Pointing dataset excerpts
— BEGIN —

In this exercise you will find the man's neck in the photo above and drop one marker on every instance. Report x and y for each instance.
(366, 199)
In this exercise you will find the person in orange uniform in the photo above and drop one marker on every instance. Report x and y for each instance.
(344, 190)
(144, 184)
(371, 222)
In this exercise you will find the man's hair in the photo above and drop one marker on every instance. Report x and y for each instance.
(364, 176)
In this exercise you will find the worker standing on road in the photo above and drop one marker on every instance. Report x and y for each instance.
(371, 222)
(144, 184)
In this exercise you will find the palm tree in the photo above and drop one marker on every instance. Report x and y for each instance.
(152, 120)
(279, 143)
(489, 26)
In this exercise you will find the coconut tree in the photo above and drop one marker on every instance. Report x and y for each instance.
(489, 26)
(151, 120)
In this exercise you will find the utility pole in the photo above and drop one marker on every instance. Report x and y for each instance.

— END —

Task objective => Copy out all of the data above line by line, keeping every line of text, and increase each x and y coordinate by 124.

Full answer =>
In this exercise you will find the man's neck in the photo above and drop one marker on every instance. Report x and y for each instance.
(490, 323)
In this exercise you will find the person in orange uniform in the photo above and drop one marker on every instance. Report x and y for each instance.
(468, 314)
(268, 308)
(495, 346)
In this exercise you will find the man's hair in the photo above and drop one marker on every instance. Report x and y for each instance.
(488, 300)
In this exercise you will find the worker standing on road in the photo above and drop one marker on every instance. Report x and y for each instance.
(495, 346)
(268, 308)
In this exercise you will find the palm tree in the photo above and drop one marker on every instance. Report x and y for each instance.
(276, 244)
(403, 267)
(613, 150)
In this exercise you will find the coconut tree in the photo above and drop one marker on every instance. Report x and y for each instance.
(613, 150)
(275, 244)
In this exercise you will find the utility pole in the photo above and drop one marker on every instance. Report x and y for each instance.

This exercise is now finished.